## Request
Copy, word for word, the part of the listing below that opens with the line containing "Objective: provide one point per instance of the paving" and continues through the final line of the listing.

## Provided entries
------------------------------------------------

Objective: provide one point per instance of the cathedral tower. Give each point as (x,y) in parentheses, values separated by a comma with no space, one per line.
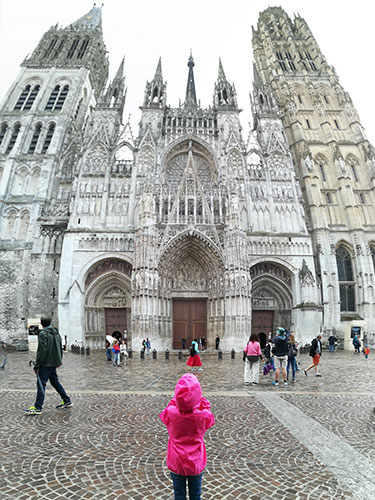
(41,119)
(333,161)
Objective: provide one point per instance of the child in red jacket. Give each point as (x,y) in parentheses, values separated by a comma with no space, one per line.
(187,417)
(116,353)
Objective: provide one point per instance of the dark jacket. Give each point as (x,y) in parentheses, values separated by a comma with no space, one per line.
(281,345)
(313,348)
(49,348)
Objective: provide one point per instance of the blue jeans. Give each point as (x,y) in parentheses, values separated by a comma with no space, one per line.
(116,358)
(179,486)
(292,362)
(45,374)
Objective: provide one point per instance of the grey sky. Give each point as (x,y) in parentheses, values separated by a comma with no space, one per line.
(143,30)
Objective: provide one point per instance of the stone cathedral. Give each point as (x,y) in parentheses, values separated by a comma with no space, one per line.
(184,227)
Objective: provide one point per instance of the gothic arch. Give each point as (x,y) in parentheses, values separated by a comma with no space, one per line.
(24,221)
(200,148)
(197,241)
(9,223)
(191,251)
(20,180)
(107,291)
(272,289)
(348,247)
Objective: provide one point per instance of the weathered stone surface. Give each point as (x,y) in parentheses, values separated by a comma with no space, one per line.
(111,444)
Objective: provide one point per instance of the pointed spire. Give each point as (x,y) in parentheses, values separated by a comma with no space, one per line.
(191,98)
(221,75)
(120,71)
(158,72)
(224,93)
(92,20)
(155,91)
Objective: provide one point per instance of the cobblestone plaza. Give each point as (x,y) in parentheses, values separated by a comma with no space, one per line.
(311,440)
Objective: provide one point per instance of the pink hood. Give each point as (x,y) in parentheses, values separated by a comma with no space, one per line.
(187,417)
(188,392)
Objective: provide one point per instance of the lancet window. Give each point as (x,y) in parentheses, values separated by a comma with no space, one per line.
(346,279)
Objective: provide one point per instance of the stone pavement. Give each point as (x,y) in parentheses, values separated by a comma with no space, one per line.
(311,440)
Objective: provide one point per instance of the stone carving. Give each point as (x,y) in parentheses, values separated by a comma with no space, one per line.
(272,269)
(305,275)
(114,297)
(106,266)
(96,161)
(189,275)
(359,250)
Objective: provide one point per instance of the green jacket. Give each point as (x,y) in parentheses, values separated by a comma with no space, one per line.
(49,348)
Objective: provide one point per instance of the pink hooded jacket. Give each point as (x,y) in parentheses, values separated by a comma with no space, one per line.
(187,418)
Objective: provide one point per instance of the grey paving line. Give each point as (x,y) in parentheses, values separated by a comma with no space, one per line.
(352,469)
(230,393)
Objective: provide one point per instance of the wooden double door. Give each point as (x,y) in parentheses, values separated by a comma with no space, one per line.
(115,320)
(262,324)
(189,321)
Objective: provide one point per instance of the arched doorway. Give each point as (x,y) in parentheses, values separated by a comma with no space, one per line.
(192,271)
(271,298)
(107,300)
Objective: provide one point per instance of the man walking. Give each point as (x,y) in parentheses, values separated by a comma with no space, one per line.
(331,343)
(280,351)
(315,353)
(48,358)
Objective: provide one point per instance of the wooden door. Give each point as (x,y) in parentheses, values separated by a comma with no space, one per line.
(115,320)
(189,321)
(262,324)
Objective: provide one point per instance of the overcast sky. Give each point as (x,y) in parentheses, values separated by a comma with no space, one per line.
(143,30)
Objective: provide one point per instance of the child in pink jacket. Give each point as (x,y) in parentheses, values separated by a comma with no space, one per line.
(187,418)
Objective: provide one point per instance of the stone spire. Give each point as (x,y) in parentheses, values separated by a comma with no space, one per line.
(225,96)
(116,92)
(91,20)
(191,98)
(155,91)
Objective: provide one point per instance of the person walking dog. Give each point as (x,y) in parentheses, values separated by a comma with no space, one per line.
(48,358)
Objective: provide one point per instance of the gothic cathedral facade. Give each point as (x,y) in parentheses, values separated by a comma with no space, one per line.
(186,228)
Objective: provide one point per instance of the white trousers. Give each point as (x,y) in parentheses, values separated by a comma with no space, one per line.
(251,372)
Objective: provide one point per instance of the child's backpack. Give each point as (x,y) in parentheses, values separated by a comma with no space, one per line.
(267,351)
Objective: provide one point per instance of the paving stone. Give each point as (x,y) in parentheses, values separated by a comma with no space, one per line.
(111,444)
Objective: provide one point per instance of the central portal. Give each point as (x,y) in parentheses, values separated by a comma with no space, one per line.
(189,320)
(262,324)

------------------------------------------------

## Exercise solution
Objective: provide one point per instance of the paving stone. Give each point as (x,y) in parentheses, values separated by a comma with no space, one per line.
(111,444)
Objective: provide one point per instance of the central portal. Give each point as (x,y) in parentheses, values separated by a comma with no space, one per line.
(189,320)
(262,324)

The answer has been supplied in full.